## Job
Replace "Provide" with "Give" everywhere in the rows below, and write the rows out again with nothing else changed. Leave the pictures out of your answer.

(Segmentation annotation rows)
----
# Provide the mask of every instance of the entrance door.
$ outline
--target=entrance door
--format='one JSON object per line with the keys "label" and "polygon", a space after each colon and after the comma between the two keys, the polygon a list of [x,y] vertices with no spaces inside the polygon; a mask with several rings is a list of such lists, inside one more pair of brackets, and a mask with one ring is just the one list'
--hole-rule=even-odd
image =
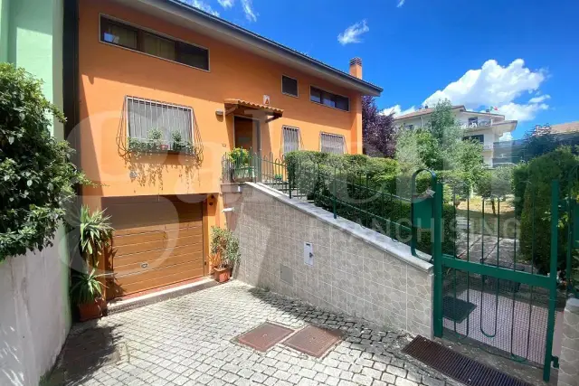
{"label": "entrance door", "polygon": [[233,118],[235,147],[242,147],[259,153],[261,148],[260,122],[242,117]]}

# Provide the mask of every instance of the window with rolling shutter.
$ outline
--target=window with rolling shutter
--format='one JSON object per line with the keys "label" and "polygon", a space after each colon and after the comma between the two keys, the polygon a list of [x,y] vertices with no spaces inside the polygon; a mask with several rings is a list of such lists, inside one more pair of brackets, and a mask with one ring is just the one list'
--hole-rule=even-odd
{"label": "window with rolling shutter", "polygon": [[299,129],[284,126],[283,132],[283,154],[299,150]]}
{"label": "window with rolling shutter", "polygon": [[193,108],[127,97],[127,119],[128,137],[147,141],[149,133],[158,128],[163,137],[161,144],[171,145],[175,133],[181,137],[183,144],[193,143]]}
{"label": "window with rolling shutter", "polygon": [[345,152],[344,136],[337,134],[320,134],[320,151],[322,153],[330,153],[341,155]]}

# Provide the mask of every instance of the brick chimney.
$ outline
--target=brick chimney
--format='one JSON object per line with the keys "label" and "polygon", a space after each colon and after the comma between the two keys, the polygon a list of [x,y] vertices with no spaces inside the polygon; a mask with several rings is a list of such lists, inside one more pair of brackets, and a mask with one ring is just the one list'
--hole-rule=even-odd
{"label": "brick chimney", "polygon": [[350,75],[362,79],[362,60],[354,58],[350,61]]}

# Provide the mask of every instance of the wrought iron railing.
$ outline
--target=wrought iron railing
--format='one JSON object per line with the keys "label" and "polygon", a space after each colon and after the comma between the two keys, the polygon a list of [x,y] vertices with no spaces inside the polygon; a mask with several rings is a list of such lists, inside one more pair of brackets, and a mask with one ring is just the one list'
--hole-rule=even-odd
{"label": "wrought iron railing", "polygon": [[[308,201],[331,213],[412,244],[411,199],[389,192],[370,174],[346,174],[337,167],[299,162],[288,165],[272,154],[251,153],[247,159],[222,159],[223,181],[259,182],[284,192],[292,199]],[[430,237],[422,235],[422,249]],[[425,246],[424,244],[428,244]]]}

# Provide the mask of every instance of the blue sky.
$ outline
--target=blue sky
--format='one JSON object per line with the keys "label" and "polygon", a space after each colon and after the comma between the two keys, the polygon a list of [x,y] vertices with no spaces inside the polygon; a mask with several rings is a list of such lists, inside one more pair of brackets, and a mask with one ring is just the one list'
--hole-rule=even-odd
{"label": "blue sky", "polygon": [[578,0],[187,2],[343,71],[361,57],[388,111],[495,106],[516,138],[579,120]]}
----
## Answer for this exercise
# Give the mask of every instance of the entrance door.
$ outline
--target=entrance door
--format='one JSON object per line with the keys "label" and "polygon", a space after each colon and after the comma between the two keys, the polygon a list of [x,y] vertices with no spaces inside the polygon; a mask with several rings is a list of such lists, inside one more pair of brackets, and a mask with one ring is just the one list'
--hole-rule=even-odd
image =
{"label": "entrance door", "polygon": [[233,118],[235,147],[242,147],[259,153],[261,148],[260,122],[242,117]]}

# Give the mask of every instance of the window with rolling shutter.
$ outline
--target=window with rolling shutter
--format='one JSON object per line with the keys "label" and "polygon", a space after each colon and after the comma between the two keys, the polygon a list of [x,y] vertices with no spaces inside the polygon; a mask with several rings is a list of such lists, inside one more pair of brackets, and a mask with one ring is just the one list'
--hole-rule=even-odd
{"label": "window with rolling shutter", "polygon": [[299,129],[284,126],[283,132],[283,154],[299,150]]}
{"label": "window with rolling shutter", "polygon": [[193,108],[127,97],[127,119],[128,137],[147,141],[149,133],[158,128],[163,137],[161,144],[171,145],[175,133],[181,137],[183,144],[193,143]]}
{"label": "window with rolling shutter", "polygon": [[345,152],[344,136],[337,134],[320,134],[320,151],[322,153],[330,153],[341,155]]}

# Give the mask of every instance of the brick chimney.
$ outline
--target=brick chimney
--format='one JSON object per line with the keys "label" and "polygon", a space after each colon and after the comma between the two keys, the polygon a list of [x,y] vertices with no spaces inside the polygon; a mask with several rings is a list of such lists, inside one more pair of brackets, and a mask with one ring is just the one list'
--hole-rule=even-odd
{"label": "brick chimney", "polygon": [[350,75],[362,79],[362,60],[354,58],[350,61]]}

# Give the mask of every instance of the wrought iron railing.
$ outline
--target=wrought iron railing
--format='one JSON object per line with the keys "label" and "polygon", a space after each colon and after the comma between the two keys, the polygon a list of [x,y] vertices with no spaces inside the polygon; a mask with several rings is a list of such lists, inside one more pair of brackets, and a mask with one ring is just the one list'
--hole-rule=even-odd
{"label": "wrought iron railing", "polygon": [[[308,201],[331,213],[412,244],[411,199],[389,192],[370,174],[346,174],[337,167],[299,162],[288,165],[272,154],[251,153],[247,159],[222,159],[223,181],[259,182],[284,192],[292,199]],[[430,237],[422,235],[422,249]],[[425,246],[424,244],[428,244]]]}

# Give the mask of every instance of the blue sky.
$ outline
--target=blue sky
--format='one JSON object per line with the keys "label" and "polygon", a space after each colon and after the comma between the two keys, the polygon a list of [x,y] vertices with no spaces inside the polygon; a mask with several rings is a list of such lists, inside one more pair of brackets, and a mask with one ring is just the one list'
--hole-rule=even-odd
{"label": "blue sky", "polygon": [[578,0],[187,2],[343,71],[361,57],[388,111],[495,106],[516,138],[579,120]]}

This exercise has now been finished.